**DATA SUPPLIED:**
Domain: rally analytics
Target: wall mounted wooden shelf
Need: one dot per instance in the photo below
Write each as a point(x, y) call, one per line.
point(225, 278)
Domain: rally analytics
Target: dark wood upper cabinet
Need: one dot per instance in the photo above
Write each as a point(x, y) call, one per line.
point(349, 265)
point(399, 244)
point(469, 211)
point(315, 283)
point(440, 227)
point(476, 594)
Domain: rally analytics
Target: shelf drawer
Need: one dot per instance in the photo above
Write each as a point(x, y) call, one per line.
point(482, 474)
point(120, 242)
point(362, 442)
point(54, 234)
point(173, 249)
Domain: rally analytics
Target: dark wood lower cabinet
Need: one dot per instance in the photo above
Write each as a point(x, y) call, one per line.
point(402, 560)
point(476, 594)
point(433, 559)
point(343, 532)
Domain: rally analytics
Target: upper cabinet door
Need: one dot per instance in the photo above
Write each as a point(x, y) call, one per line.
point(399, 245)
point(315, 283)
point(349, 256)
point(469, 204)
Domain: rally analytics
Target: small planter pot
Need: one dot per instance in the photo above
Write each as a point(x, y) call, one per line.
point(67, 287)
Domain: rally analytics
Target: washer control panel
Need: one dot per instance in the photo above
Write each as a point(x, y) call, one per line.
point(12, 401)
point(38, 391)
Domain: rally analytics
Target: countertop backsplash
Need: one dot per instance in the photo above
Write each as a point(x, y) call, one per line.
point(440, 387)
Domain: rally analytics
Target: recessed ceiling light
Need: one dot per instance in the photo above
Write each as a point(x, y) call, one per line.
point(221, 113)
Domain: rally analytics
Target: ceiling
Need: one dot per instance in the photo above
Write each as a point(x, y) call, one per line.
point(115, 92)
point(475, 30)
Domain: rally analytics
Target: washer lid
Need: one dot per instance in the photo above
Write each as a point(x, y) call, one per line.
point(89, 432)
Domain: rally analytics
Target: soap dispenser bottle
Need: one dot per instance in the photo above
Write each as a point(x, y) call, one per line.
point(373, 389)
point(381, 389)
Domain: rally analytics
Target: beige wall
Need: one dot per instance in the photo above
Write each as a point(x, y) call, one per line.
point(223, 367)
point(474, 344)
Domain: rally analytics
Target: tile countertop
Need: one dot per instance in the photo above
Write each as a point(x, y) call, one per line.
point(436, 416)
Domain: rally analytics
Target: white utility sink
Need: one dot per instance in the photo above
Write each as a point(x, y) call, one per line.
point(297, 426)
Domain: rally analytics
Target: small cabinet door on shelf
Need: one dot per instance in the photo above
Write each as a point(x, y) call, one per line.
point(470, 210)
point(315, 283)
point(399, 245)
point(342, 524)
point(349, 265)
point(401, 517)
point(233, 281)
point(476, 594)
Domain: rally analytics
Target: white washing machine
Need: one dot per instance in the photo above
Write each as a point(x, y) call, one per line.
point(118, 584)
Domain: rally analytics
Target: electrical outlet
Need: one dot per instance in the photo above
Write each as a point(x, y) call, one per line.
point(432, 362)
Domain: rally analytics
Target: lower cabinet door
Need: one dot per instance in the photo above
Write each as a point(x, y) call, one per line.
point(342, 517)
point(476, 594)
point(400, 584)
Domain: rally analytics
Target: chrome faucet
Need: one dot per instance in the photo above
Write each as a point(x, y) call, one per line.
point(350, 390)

**YOUR INSTRUCTIONS:**
Each line above must be reproduced exactly as it stands.

**SOLVED EXERCISE:**
Domain: rally analytics
Target: wall mounted wooden shelf
Need: one dot per instance in the photo below
Write each as a point(x, y) call, one per line.
point(225, 278)
Domain: rally analytics
Target: dark wood upper cabinet
Need: one dot per instance in the photo above
Write each as a point(x, y) call, one per line.
point(349, 265)
point(399, 244)
point(469, 211)
point(315, 283)
point(440, 227)
point(476, 594)
Domain: rally analytics
Target: shelf drawer
Need: one dot per instance in the photo above
Write each as a point(x, y) call, one per line.
point(482, 474)
point(120, 242)
point(362, 442)
point(54, 234)
point(173, 249)
Domain: rally analytics
Target: dark wood lower cabinet
Need: one dot per instance in the photo above
Write each as a point(x, y) call, one per line.
point(402, 560)
point(476, 594)
point(433, 559)
point(343, 532)
Domain: rally analytics
Target: upper cabinet door
Need: one dot per instance in the photo above
Write each as a point(x, y) call, one per line.
point(399, 245)
point(315, 283)
point(349, 256)
point(469, 204)
Domain: rally analytics
Target: small planter pot
Need: one dot per instance in the photo above
Write each as a point(x, y) call, one per line.
point(67, 287)
Domain: rally analytics
Target: washer control panel
Need: one dot per instance in the photo above
Write each as a point(x, y) call, one per line.
point(12, 401)
point(38, 391)
Domain: rally analytics
Target: countertop backsplash
Need: one dot per instance in the photo above
Write each as a point(x, y) call, one per line.
point(440, 387)
Domain: rally analytics
Target: recessed ceiling light
Need: one dot per instance in the photo above
Write each as a point(x, y) call, one per line.
point(221, 113)
Domain: rally analytics
Target: ceiling
Need: one dot per instance in the photo above
Write each as a point(x, y) call, one per line.
point(115, 92)
point(475, 30)
Domain: rally analytics
Target: washer lid
Need: one dot per instance in the photo above
Write each as a point(x, y) call, one per line.
point(89, 432)
Domain: rally analytics
Target: soap dispenser bottle
Need: one dot per instance in the photo above
Write each as a point(x, y) call, one per line.
point(373, 389)
point(381, 389)
Domain: rally analytics
Target: beige wall
Need: one dot per instance in the photo above
Write each as a point(x, y) call, one per line.
point(223, 367)
point(474, 344)
Domain: rally analytics
Target: tile countertop
Need: one dot per instance in the photo above
Write each as a point(x, y) call, one per line.
point(436, 416)
Domain: rally analytics
Target: white utility sink
Need: one dot per instance in the photo above
Write each as a point(x, y) call, one per line.
point(297, 426)
Domain: rally analytics
Target: small cabinet door on shelf
Need: one dot per instance in the photo above
Write each as a point(x, y) call, one per line.
point(470, 210)
point(315, 283)
point(399, 245)
point(342, 524)
point(349, 265)
point(401, 517)
point(233, 281)
point(476, 594)
Domain: rally analytics
Target: white washing machine
Need: one dot per instance in the photo above
Write each as a point(x, y) call, one per line.
point(118, 584)
Domain: rally analytics
Target: electrical outlet
Need: one dot per instance in the photo above
Write each as a point(x, y) call, one per line.
point(432, 362)
Domain: rally analytics
Target: lower cabinet door
Need: one dot per instance in the photo above
Write each as a point(x, y) call, one per line.
point(342, 517)
point(476, 594)
point(400, 584)
Domain: rally analytics
Target: chrome faucet
Need: one dot per instance in the photo above
Write each as a point(x, y) call, one per line.
point(350, 390)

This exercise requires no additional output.